■ Text segment:
An increasingly popular conspiracy theory among American right-wing populists is that the hypothetical North American Union and the amero currency, proposed by the Council on Foreign Relations and its counterparts in Mexico and Canada,
will be the next milestone in the implementation of the New World
Order. The theory holds that a group of shadowy and mostly nameless
international elites are planning to replace the federal government of the United States with a transnational
government. Therefore, conspiracy theorists believe the borders between
Mexico, Canada and the United States are in the process of being
erased, covertly, by a group of globalists whose ultimate goal is to
replace national governments in Washington, D.C., Ottawa and Mexico City
with a European-style political union and a bloated E.U.-style
bureaucracy.
Skeptics argue that the North American Union exists only as a
proposal contained in one of a thousand academic and policy papers
published each year that advocate all manner of idealistic but
ultimately unrealistic approaches to social, economic and political
problems. Most of these are passed around in their own circles and
eventually filed away and forgotten by junior staffers in congressional
offices. Some of these papers, however, become touchstones for the
conspiracy-minded and form the basis of all kinds of unfounded
xenophobic fears especially during times of economic anxiety.

■ Directions:
1. Summarize the passage on the North American Union conspiracy theory in two sentences.
2. According to the passage on the North American Union conspiracy theory, who proposed the North American Union and the amero currency?
The items that come next have no connection to the passage on the North American Union conspiracy theory.

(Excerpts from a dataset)

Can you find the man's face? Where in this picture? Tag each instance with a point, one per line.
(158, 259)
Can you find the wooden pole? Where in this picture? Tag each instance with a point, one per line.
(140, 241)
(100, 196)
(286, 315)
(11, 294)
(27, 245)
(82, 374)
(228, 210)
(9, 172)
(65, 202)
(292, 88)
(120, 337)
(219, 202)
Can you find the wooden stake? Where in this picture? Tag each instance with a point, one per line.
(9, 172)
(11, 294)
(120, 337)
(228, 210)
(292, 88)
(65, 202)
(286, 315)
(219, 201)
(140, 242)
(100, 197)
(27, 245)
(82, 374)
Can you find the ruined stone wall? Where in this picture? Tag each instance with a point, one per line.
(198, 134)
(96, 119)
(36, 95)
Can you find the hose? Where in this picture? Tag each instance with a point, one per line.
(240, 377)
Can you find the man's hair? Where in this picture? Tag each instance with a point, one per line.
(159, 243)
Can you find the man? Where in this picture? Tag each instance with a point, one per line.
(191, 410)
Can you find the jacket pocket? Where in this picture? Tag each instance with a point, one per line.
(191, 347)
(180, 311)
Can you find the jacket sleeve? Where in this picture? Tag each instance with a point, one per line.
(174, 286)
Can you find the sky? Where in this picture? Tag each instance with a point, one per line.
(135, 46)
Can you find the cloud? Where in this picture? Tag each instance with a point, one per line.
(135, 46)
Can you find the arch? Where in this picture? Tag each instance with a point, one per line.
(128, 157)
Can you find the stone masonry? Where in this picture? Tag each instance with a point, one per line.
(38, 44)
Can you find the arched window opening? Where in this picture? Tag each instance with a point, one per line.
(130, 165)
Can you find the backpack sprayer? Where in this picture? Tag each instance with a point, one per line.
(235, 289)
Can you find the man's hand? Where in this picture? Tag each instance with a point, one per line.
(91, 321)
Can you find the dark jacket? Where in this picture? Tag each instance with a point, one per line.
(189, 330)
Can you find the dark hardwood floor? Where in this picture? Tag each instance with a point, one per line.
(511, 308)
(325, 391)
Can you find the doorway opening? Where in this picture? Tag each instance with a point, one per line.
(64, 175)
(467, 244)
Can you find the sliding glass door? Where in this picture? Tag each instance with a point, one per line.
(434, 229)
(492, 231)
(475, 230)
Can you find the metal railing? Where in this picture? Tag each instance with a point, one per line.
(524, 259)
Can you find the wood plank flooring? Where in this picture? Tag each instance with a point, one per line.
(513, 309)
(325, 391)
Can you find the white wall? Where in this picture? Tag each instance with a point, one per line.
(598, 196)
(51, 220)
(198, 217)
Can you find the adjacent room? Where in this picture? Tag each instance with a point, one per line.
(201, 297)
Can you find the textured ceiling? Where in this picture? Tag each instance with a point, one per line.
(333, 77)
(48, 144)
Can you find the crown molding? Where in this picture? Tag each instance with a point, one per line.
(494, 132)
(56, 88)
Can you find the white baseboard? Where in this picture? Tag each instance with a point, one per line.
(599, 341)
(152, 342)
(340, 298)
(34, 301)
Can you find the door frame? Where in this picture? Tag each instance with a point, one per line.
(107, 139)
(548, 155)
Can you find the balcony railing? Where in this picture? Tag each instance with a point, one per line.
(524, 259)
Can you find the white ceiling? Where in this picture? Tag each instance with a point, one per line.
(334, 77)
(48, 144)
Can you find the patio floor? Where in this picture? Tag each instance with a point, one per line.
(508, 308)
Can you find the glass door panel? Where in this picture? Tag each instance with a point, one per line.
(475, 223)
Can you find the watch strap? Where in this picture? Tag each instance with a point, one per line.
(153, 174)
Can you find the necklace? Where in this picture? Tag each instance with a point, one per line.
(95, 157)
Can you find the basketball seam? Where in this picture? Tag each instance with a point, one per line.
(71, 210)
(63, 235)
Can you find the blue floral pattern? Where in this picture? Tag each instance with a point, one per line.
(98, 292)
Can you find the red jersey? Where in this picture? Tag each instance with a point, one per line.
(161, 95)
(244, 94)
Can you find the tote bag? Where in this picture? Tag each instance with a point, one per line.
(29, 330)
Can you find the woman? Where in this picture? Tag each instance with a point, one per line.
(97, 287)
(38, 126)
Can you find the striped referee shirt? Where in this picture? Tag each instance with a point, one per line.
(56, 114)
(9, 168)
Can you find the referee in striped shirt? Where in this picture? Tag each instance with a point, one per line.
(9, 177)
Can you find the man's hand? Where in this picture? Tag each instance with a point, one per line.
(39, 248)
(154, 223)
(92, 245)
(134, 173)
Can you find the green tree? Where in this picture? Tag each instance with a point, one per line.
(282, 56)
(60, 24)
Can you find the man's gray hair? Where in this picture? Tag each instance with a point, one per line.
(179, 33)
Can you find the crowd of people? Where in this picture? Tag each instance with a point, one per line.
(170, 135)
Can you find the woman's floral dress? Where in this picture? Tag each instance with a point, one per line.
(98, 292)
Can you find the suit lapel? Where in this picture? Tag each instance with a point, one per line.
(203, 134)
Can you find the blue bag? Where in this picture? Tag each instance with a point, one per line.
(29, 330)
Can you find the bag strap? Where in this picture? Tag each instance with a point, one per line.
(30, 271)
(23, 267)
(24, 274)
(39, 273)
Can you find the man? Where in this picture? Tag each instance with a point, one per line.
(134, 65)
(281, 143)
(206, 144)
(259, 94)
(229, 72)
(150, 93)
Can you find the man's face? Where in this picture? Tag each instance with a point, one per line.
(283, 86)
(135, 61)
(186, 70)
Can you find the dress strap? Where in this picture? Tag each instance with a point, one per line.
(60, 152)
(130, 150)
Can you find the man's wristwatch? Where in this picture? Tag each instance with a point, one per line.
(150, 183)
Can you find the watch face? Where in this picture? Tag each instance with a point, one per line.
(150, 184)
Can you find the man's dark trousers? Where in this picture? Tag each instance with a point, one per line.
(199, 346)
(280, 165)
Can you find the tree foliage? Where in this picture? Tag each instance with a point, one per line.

* * *

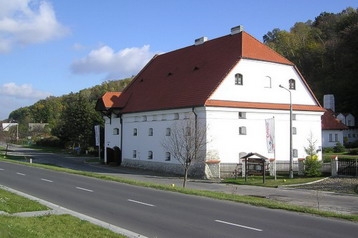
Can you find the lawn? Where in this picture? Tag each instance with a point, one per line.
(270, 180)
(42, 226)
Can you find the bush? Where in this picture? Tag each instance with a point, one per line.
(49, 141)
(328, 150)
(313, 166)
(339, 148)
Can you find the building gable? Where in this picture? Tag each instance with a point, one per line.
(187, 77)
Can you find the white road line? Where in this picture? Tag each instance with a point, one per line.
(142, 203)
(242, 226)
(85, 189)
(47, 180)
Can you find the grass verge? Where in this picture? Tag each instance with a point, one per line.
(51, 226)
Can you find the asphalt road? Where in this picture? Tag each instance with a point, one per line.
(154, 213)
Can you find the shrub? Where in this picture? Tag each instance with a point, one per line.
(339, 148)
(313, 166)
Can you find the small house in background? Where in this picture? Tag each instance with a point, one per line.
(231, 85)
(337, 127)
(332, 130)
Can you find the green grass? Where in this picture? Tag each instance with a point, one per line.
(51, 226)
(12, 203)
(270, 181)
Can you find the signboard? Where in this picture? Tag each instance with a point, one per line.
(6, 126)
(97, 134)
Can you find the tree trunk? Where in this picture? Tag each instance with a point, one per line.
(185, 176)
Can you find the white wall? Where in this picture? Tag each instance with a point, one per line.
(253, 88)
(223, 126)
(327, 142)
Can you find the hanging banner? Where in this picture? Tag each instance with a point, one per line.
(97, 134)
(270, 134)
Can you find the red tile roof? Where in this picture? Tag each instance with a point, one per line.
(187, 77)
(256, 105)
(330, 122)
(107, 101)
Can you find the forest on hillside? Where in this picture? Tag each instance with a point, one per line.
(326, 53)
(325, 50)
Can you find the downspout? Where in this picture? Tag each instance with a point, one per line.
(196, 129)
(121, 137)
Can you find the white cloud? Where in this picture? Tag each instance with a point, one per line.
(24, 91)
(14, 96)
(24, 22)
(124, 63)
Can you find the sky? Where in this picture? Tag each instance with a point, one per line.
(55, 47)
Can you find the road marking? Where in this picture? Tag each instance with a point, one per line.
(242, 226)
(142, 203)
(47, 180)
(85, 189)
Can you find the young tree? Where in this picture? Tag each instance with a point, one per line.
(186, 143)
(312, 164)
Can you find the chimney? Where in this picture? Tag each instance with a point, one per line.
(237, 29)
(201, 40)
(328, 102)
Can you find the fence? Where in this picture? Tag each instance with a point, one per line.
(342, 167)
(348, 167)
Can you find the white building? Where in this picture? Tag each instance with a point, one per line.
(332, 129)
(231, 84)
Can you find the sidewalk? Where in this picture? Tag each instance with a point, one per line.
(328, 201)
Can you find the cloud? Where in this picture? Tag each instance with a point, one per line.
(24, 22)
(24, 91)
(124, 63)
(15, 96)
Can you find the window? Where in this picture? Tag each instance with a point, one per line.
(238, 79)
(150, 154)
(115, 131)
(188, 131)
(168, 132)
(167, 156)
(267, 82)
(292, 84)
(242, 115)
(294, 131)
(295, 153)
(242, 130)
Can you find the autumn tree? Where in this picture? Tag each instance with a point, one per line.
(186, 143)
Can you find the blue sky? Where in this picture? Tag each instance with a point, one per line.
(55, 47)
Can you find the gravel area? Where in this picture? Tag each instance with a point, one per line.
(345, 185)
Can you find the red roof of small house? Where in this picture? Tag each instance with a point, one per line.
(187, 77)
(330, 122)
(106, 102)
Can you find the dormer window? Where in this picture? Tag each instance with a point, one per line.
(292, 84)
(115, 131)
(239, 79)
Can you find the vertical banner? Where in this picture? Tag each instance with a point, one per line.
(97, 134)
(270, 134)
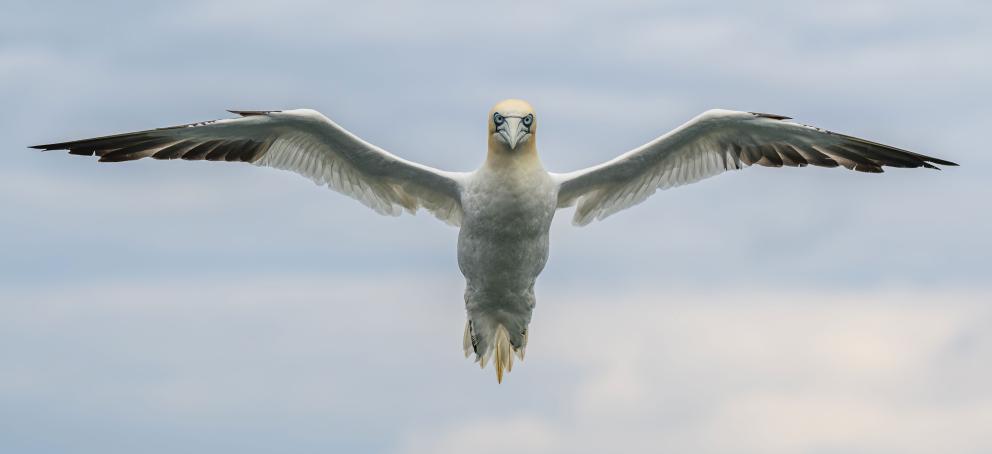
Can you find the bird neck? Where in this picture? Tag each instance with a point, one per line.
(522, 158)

==

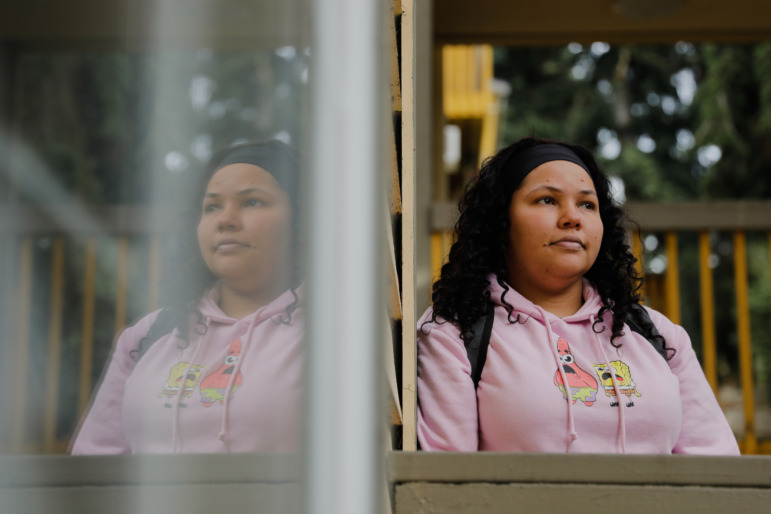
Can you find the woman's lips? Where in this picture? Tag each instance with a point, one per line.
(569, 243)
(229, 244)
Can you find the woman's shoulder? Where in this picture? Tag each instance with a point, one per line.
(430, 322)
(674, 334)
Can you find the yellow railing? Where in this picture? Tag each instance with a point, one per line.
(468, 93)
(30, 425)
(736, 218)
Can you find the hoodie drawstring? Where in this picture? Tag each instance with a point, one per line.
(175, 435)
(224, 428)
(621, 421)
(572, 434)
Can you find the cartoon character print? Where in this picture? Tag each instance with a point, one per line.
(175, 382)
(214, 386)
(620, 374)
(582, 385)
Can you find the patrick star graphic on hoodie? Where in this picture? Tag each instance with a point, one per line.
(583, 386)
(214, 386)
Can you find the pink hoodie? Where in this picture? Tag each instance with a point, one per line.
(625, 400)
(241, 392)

■ Answers by task:
1. A growing conspiracy theory among American right-wing populists holds that shadowy international elites plan to replace the governments of the United States, Canada and Mexico with a European-style North American Union and the amero currency. Skeptics argue that the union exists only as a proposal in one of the many policy papers published each year, though some such papers form the basis of unfounded xenophobic fears during times of economic anxiety.

2. The Council on Foreign Relations and its counterparts in Mexico and Canada.